* OBJECTIVE
Count the lines below that contain the string "segment", treating uppercase and lowercase as different, and reply with the number alone.

* MATERIAL FOR THE TASK
====
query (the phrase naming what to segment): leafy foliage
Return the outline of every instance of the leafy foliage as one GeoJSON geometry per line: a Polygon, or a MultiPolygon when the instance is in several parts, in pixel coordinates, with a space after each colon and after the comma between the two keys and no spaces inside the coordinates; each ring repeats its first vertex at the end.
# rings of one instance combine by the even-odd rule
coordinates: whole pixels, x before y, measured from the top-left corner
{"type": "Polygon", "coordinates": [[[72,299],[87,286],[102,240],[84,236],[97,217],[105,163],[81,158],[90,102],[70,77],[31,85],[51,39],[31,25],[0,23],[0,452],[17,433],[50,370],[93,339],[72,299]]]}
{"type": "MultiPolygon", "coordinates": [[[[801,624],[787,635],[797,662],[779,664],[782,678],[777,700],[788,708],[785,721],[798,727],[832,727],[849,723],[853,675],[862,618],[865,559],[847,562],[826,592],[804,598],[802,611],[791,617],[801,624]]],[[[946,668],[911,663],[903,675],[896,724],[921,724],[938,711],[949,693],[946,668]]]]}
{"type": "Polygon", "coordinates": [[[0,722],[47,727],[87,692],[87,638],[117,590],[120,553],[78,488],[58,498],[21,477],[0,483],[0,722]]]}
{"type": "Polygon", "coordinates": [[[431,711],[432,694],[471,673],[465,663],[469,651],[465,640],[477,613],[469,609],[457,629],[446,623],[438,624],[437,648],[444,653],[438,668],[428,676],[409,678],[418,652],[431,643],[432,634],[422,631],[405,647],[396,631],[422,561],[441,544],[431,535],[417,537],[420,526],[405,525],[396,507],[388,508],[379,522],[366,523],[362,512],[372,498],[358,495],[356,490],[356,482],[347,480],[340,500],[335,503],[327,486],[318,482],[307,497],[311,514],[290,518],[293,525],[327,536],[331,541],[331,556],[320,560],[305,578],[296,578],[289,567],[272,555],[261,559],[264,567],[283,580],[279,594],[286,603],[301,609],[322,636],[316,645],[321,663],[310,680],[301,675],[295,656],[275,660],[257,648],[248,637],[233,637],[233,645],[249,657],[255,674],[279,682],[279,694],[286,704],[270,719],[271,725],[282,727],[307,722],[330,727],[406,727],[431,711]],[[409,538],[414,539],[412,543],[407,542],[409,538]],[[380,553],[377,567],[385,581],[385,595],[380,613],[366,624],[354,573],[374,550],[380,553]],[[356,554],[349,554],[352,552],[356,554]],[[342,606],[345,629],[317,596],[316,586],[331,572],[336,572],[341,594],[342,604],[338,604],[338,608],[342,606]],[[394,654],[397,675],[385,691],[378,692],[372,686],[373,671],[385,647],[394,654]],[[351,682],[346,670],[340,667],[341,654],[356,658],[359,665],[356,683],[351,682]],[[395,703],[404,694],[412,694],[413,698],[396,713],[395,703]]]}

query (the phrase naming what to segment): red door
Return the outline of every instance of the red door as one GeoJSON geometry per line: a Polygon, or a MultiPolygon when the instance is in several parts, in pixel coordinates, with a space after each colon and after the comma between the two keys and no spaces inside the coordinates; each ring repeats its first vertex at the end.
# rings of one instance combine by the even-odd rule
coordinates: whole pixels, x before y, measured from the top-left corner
====
* EXPECTED ANSWER
2